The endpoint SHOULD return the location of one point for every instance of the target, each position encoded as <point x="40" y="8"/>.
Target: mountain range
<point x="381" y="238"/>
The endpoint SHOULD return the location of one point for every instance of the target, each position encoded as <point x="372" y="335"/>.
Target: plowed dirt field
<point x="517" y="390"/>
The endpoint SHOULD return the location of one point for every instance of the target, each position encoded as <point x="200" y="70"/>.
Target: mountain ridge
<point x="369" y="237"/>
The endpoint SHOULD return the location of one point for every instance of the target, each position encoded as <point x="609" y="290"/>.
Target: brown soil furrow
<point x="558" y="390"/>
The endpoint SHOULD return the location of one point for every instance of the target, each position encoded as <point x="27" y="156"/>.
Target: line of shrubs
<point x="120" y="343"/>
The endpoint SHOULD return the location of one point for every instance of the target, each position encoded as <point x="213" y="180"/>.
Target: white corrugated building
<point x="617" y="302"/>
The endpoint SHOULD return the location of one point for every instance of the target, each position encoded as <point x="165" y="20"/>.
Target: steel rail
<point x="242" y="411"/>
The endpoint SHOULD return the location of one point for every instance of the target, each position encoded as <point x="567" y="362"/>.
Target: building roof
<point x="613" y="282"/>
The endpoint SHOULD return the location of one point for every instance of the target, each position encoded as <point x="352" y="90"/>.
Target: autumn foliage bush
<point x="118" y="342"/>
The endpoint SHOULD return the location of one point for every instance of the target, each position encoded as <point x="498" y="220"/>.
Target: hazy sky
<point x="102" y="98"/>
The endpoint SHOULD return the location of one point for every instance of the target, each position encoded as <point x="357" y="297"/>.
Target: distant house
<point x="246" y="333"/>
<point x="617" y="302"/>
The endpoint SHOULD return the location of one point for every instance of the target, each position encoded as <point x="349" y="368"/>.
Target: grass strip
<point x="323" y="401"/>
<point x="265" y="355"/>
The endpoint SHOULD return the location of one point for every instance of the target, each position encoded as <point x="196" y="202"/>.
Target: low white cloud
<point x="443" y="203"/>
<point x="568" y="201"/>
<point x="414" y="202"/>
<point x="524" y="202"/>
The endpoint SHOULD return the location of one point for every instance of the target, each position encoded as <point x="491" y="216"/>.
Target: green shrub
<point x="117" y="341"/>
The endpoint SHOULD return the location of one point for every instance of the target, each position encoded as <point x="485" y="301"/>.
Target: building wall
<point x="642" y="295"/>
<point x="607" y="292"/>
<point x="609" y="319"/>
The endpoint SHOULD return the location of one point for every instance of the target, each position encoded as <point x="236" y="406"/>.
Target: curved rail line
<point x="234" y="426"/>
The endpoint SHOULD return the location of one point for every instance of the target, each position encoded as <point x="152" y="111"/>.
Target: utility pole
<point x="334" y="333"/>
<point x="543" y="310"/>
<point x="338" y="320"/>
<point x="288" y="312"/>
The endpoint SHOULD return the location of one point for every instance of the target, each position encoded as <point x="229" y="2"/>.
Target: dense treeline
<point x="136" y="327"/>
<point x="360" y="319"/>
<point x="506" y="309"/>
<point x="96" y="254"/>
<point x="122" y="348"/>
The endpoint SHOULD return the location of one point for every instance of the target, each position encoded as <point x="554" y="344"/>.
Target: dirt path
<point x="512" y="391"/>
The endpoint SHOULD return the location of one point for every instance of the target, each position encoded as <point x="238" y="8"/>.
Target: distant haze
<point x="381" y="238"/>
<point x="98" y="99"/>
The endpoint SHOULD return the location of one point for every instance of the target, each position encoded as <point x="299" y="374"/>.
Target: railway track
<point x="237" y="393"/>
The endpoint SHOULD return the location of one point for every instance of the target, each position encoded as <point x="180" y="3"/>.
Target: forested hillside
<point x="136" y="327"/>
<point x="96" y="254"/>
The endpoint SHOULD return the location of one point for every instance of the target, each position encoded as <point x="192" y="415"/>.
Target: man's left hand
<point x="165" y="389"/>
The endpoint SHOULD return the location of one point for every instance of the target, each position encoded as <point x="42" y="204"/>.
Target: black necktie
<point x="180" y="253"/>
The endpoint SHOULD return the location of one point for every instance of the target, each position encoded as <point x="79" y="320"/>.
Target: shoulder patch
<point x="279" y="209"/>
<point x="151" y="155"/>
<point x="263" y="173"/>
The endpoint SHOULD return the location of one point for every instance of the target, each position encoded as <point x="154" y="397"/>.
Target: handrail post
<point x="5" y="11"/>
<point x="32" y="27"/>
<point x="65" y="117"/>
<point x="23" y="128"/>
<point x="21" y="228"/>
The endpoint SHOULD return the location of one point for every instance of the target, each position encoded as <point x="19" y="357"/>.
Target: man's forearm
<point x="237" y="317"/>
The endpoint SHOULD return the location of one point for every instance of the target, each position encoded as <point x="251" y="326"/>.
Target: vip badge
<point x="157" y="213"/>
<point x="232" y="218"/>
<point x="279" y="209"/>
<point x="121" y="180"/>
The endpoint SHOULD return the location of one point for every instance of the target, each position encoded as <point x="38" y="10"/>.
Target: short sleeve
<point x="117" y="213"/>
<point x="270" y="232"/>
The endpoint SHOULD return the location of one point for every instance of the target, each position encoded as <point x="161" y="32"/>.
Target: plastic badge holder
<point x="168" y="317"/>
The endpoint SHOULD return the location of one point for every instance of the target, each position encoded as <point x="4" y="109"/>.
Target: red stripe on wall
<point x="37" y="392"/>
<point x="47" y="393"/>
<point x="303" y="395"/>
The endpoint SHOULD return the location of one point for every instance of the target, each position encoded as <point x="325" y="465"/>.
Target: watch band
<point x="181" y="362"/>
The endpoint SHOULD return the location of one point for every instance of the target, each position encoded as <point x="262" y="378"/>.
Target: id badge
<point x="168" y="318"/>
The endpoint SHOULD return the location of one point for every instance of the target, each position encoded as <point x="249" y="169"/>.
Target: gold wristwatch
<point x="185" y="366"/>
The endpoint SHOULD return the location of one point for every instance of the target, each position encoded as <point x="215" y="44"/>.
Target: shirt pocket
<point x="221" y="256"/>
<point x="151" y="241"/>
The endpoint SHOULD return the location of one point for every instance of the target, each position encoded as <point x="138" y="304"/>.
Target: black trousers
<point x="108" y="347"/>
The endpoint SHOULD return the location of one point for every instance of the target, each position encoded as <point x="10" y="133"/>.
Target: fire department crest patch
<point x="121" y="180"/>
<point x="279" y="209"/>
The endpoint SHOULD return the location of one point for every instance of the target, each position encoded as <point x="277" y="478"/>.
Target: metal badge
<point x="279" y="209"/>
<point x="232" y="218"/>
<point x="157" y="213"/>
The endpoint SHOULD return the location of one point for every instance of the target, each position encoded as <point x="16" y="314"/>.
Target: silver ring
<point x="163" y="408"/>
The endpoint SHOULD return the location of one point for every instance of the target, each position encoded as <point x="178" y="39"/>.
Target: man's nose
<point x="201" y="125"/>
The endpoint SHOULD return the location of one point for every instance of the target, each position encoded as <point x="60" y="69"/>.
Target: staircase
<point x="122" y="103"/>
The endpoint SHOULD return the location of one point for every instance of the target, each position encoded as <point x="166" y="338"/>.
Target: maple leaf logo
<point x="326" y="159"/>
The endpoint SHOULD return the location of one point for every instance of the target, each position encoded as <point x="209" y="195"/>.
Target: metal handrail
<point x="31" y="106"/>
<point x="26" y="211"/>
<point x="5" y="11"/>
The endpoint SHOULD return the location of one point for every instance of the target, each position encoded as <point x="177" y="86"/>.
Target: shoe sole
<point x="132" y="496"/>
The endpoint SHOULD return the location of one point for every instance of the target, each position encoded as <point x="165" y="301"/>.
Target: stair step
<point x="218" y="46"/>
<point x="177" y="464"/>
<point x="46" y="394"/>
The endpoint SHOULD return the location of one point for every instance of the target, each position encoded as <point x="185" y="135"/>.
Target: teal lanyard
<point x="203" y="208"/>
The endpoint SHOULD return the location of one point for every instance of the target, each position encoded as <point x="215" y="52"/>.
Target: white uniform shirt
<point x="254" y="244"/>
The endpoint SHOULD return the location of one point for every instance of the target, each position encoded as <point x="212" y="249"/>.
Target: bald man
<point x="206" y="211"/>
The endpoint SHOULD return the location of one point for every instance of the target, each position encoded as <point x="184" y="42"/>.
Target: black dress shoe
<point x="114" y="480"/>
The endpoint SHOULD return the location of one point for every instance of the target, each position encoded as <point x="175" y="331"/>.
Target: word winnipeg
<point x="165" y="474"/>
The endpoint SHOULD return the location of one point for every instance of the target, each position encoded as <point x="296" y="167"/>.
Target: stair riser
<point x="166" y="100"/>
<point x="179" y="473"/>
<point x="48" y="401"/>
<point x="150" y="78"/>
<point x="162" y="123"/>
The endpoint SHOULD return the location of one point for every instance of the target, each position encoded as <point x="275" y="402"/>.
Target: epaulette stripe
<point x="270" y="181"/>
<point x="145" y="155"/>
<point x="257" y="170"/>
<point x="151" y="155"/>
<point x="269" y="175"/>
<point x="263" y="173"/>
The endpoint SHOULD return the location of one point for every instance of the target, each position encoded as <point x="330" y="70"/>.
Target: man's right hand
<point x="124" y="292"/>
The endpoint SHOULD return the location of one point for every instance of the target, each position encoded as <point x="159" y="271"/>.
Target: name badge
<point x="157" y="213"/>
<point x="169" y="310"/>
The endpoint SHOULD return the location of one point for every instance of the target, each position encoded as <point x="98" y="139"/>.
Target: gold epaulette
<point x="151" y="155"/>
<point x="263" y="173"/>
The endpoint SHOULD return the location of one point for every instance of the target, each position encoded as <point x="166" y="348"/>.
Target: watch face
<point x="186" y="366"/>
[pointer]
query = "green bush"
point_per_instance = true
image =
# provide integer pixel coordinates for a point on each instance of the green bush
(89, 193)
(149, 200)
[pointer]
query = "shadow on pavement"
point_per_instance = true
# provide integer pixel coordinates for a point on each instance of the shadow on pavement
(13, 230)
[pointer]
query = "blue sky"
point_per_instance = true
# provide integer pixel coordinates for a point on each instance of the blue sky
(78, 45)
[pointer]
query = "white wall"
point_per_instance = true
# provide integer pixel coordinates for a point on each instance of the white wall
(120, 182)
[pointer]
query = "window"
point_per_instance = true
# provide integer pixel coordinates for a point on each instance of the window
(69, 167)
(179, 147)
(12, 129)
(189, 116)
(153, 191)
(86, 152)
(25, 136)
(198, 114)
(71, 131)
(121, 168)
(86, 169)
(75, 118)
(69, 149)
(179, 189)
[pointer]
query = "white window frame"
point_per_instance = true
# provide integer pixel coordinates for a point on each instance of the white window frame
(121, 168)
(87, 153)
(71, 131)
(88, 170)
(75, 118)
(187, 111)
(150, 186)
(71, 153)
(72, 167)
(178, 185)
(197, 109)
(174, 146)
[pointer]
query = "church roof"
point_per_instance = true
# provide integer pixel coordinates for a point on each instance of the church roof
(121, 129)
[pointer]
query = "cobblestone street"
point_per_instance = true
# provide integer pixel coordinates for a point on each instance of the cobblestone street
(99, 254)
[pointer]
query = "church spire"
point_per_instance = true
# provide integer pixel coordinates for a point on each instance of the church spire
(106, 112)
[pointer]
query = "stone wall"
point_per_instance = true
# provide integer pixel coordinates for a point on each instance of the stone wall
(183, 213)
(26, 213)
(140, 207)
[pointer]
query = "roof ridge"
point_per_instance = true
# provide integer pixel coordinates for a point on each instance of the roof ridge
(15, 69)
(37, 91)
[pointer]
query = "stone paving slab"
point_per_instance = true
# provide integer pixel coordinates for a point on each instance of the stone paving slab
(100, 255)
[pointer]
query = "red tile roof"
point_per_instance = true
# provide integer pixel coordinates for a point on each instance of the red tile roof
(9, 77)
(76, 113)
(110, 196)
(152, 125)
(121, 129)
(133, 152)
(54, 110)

==

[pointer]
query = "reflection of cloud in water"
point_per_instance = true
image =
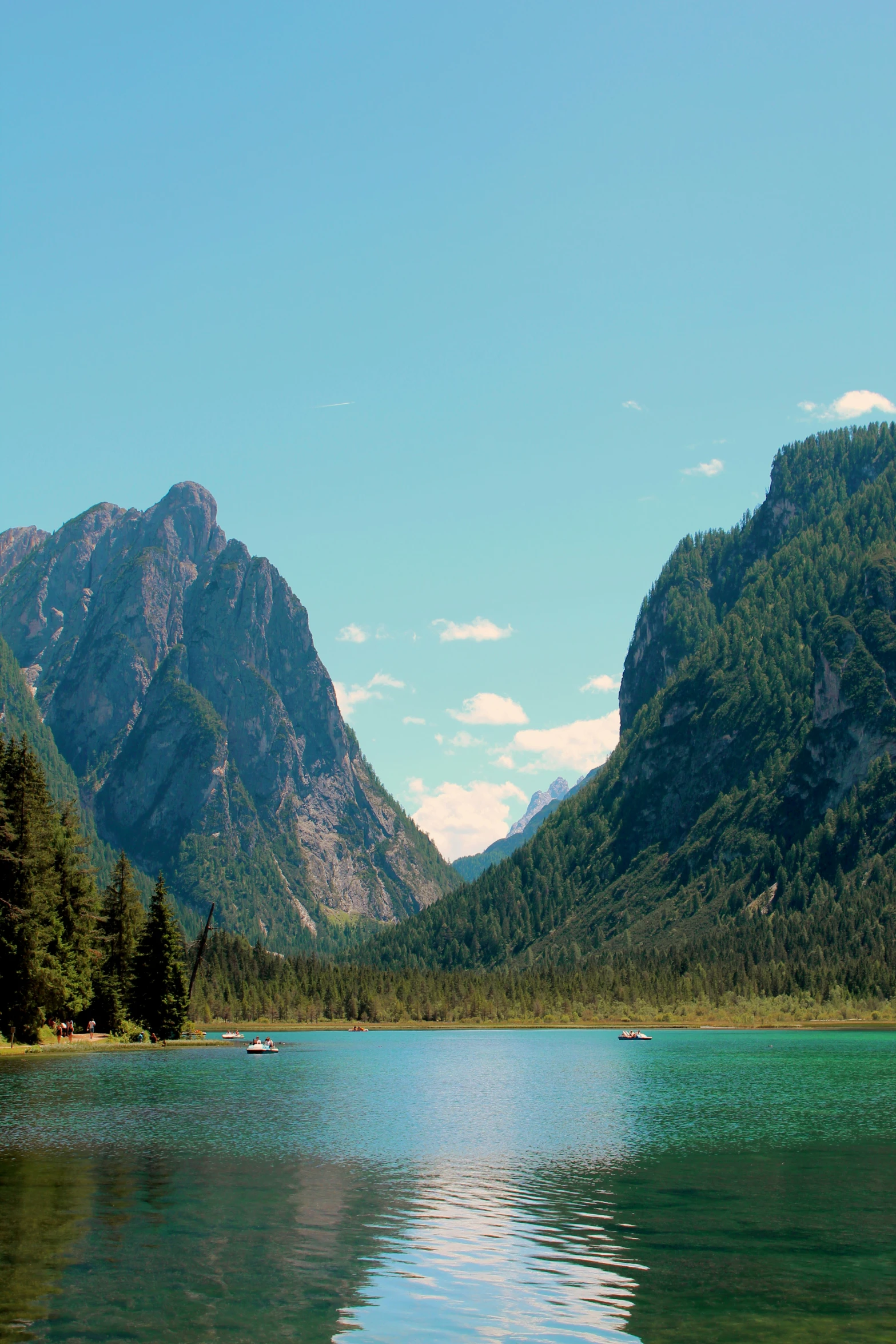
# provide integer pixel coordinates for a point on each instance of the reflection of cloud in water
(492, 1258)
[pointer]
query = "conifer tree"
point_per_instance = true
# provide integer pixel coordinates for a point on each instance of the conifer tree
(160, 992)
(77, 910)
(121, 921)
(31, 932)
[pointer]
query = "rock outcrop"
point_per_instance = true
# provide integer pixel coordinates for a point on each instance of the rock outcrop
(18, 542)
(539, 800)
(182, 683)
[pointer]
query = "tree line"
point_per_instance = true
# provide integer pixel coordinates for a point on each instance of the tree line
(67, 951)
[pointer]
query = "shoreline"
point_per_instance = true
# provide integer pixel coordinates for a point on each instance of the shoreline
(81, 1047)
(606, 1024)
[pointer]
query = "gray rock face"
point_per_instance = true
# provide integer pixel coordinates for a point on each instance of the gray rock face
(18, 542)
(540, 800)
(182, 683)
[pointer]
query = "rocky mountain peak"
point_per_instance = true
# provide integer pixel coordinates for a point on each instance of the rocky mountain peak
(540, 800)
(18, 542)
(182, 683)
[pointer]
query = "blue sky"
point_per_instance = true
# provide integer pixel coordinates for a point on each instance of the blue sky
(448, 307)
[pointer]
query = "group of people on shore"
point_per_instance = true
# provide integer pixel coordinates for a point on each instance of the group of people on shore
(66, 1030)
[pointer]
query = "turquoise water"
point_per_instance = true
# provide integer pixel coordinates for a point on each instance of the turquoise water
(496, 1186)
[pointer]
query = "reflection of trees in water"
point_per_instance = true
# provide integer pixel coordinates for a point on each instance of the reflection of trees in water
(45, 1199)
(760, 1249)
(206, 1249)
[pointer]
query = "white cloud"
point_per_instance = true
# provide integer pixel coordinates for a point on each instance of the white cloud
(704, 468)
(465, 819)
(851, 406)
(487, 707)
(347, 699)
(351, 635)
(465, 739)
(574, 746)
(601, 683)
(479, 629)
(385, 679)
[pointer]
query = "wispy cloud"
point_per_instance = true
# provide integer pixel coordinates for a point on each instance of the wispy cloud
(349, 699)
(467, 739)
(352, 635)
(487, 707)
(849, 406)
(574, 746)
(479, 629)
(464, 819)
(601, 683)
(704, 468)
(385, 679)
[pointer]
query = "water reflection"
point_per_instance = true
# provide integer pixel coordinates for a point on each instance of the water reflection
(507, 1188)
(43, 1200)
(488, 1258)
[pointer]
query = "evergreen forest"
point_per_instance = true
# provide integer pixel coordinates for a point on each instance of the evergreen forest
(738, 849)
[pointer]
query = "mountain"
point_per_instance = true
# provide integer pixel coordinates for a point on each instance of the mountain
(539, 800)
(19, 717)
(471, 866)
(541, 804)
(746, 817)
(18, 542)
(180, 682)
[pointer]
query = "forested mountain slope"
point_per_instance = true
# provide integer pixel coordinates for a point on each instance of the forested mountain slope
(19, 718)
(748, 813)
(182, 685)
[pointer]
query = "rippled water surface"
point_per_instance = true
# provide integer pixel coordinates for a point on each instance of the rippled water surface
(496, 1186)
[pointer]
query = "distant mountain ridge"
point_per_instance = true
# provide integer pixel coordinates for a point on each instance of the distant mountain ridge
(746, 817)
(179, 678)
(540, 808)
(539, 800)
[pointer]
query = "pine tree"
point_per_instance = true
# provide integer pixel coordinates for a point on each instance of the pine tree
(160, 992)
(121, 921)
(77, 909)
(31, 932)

...

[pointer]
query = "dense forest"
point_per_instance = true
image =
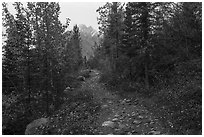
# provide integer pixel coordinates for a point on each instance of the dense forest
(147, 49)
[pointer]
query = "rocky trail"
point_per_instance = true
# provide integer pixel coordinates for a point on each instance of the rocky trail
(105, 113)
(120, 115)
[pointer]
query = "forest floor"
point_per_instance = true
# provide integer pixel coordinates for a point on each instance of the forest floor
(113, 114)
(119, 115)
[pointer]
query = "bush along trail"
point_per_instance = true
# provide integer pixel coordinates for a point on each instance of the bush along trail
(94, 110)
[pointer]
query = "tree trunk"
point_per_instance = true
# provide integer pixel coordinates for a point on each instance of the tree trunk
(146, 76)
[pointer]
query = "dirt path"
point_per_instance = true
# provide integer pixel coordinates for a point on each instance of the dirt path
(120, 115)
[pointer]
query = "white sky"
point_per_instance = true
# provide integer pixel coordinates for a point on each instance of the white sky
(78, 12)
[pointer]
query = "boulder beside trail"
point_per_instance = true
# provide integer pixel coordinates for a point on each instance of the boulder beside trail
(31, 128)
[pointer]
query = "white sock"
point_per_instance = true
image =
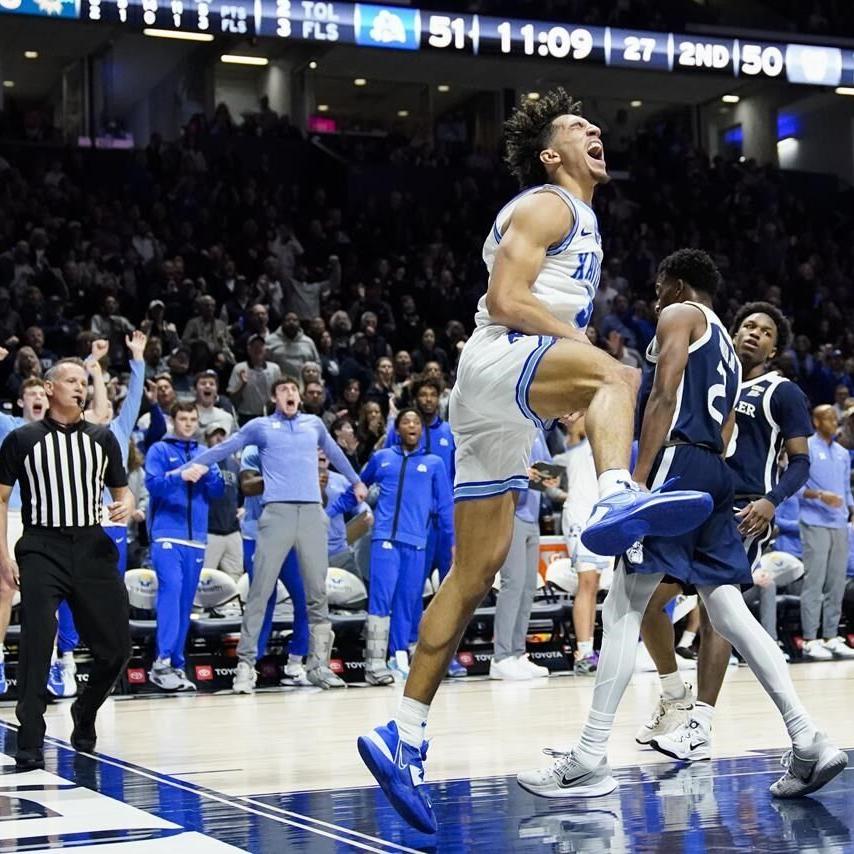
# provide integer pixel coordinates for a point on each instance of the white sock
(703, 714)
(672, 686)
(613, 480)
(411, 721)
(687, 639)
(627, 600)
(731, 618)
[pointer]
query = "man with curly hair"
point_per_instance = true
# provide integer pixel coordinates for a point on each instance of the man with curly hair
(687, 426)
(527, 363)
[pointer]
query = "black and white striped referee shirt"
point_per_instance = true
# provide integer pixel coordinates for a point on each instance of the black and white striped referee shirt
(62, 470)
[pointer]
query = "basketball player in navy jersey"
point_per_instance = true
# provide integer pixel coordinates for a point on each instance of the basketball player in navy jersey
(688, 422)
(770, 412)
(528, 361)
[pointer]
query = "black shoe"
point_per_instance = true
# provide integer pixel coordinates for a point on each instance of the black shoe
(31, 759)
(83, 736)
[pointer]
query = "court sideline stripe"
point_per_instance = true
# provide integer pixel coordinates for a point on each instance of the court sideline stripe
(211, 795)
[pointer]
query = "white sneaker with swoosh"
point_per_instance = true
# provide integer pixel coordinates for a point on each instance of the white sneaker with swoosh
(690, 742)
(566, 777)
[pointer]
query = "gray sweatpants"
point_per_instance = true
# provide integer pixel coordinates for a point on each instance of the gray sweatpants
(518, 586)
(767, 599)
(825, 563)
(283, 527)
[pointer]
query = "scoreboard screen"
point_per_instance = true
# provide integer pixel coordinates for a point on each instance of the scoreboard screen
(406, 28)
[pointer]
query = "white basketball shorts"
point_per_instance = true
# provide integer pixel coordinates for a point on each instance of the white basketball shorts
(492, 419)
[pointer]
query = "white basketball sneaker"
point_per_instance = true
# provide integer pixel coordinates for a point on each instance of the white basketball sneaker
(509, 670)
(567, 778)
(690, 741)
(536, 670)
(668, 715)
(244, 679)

▸ **Written problem**
Count the lines in the listing above that contain the word "hair", treating uppercase and lowercase letters as distinct, and give only the number.

▸ **Task output**
2